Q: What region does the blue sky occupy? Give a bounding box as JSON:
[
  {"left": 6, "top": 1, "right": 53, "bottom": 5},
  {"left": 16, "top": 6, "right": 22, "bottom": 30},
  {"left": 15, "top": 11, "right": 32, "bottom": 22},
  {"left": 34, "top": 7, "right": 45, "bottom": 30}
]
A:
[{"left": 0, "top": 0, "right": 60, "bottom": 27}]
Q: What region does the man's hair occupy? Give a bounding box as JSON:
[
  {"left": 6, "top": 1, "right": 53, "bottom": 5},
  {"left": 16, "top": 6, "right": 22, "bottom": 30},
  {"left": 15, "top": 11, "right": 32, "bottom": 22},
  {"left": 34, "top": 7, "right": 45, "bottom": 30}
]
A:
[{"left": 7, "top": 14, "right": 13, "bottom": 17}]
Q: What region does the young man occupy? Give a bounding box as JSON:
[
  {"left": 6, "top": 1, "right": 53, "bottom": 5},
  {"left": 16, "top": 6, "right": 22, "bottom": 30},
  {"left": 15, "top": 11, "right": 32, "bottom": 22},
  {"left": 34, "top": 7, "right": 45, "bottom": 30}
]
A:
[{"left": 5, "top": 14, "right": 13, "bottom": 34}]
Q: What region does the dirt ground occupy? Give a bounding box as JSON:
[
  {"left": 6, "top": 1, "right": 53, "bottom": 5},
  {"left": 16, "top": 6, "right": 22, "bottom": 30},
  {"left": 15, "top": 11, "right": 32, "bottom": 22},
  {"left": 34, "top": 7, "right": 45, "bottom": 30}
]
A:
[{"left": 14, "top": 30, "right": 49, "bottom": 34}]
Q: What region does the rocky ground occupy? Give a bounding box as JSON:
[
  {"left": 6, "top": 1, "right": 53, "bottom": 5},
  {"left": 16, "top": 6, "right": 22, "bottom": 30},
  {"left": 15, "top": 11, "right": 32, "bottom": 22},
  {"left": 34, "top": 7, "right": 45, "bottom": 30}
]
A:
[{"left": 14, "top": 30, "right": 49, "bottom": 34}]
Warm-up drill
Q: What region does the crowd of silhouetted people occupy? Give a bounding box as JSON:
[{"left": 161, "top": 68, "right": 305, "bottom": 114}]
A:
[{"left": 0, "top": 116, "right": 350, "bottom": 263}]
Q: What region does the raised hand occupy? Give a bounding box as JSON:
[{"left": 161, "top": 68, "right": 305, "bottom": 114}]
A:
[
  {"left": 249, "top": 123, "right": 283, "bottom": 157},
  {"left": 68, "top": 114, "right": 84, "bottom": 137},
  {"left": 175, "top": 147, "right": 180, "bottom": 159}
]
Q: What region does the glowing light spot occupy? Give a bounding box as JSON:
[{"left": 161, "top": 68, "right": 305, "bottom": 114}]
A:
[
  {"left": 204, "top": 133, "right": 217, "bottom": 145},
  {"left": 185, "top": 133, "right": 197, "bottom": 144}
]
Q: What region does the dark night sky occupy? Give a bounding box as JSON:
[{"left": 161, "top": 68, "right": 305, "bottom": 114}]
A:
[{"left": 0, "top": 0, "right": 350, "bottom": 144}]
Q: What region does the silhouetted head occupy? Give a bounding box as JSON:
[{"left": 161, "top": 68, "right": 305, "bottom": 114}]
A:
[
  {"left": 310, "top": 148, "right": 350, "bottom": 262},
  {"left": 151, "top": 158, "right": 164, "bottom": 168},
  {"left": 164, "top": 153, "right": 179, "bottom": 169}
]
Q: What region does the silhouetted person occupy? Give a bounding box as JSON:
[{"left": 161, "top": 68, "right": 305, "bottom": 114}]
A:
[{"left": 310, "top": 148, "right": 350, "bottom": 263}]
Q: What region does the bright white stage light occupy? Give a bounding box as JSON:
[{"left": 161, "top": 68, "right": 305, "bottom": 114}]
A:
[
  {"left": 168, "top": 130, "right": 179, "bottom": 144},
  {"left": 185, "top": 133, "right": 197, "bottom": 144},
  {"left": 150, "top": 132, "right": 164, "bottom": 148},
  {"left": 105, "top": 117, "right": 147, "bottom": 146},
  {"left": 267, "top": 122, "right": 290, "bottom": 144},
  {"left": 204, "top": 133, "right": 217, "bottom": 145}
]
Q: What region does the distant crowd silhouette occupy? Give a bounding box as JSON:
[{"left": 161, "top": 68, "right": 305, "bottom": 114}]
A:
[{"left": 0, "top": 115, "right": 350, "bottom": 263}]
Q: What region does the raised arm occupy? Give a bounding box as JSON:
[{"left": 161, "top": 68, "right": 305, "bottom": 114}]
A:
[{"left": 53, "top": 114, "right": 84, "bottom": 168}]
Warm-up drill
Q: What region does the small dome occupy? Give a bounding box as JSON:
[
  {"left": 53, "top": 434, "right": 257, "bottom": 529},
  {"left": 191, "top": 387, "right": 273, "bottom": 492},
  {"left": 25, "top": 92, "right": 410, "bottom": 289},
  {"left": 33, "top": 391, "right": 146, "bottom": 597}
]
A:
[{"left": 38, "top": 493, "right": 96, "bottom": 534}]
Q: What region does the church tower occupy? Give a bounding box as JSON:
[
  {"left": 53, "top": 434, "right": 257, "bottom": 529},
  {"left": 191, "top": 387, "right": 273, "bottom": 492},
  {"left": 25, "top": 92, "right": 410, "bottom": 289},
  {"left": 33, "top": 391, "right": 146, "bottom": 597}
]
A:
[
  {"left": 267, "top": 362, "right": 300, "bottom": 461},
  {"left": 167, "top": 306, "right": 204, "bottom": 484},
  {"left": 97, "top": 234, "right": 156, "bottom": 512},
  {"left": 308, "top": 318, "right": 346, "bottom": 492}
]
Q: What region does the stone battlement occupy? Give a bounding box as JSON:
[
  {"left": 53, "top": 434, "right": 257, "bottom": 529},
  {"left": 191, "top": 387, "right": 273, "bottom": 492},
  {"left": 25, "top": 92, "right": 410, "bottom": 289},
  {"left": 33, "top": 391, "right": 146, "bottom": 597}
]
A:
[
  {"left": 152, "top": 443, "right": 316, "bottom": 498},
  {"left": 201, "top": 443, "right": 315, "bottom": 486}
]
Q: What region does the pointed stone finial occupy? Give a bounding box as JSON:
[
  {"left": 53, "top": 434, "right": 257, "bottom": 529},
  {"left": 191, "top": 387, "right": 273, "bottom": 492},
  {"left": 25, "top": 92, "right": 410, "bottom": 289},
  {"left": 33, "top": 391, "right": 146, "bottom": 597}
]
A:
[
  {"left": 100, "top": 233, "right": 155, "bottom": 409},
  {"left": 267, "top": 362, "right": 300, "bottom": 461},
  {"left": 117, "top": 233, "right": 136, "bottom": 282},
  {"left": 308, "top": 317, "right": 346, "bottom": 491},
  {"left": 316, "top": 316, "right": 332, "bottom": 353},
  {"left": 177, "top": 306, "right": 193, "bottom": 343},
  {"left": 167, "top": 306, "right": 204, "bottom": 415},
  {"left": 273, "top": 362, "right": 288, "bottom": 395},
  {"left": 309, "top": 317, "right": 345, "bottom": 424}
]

-----

_Directions_
Return the records unchanged, starting with the line that contains "Q: What region does the church" and continuing through the last line of the records.

_Correct response_
Q: What region does the church tower occupy? Give a bounding box as JSON:
[
  {"left": 53, "top": 434, "right": 257, "bottom": 529},
  {"left": 191, "top": 387, "right": 273, "bottom": 492},
  {"left": 25, "top": 92, "right": 410, "bottom": 289},
  {"left": 33, "top": 391, "right": 146, "bottom": 597}
]
A:
[
  {"left": 267, "top": 362, "right": 300, "bottom": 461},
  {"left": 167, "top": 306, "right": 204, "bottom": 484},
  {"left": 97, "top": 234, "right": 156, "bottom": 512},
  {"left": 308, "top": 318, "right": 346, "bottom": 492}
]
Q: What region does the stone battlement occupy? Give a bounding box as JSON:
[
  {"left": 53, "top": 434, "right": 257, "bottom": 529},
  {"left": 191, "top": 387, "right": 273, "bottom": 492},
  {"left": 25, "top": 92, "right": 410, "bottom": 289},
  {"left": 33, "top": 391, "right": 146, "bottom": 597}
]
A:
[
  {"left": 152, "top": 443, "right": 316, "bottom": 498},
  {"left": 201, "top": 443, "right": 315, "bottom": 486}
]
Q: What region does the pointed stone finial occupy? Give a bounding box as JSON:
[
  {"left": 53, "top": 434, "right": 257, "bottom": 529},
  {"left": 191, "top": 387, "right": 273, "bottom": 492},
  {"left": 25, "top": 92, "right": 410, "bottom": 289},
  {"left": 33, "top": 391, "right": 146, "bottom": 597}
]
A:
[
  {"left": 100, "top": 233, "right": 155, "bottom": 409},
  {"left": 267, "top": 362, "right": 300, "bottom": 461},
  {"left": 117, "top": 233, "right": 136, "bottom": 282},
  {"left": 308, "top": 317, "right": 346, "bottom": 491},
  {"left": 316, "top": 316, "right": 332, "bottom": 353},
  {"left": 177, "top": 306, "right": 193, "bottom": 343},
  {"left": 167, "top": 306, "right": 204, "bottom": 415},
  {"left": 273, "top": 362, "right": 288, "bottom": 395},
  {"left": 309, "top": 317, "right": 345, "bottom": 424}
]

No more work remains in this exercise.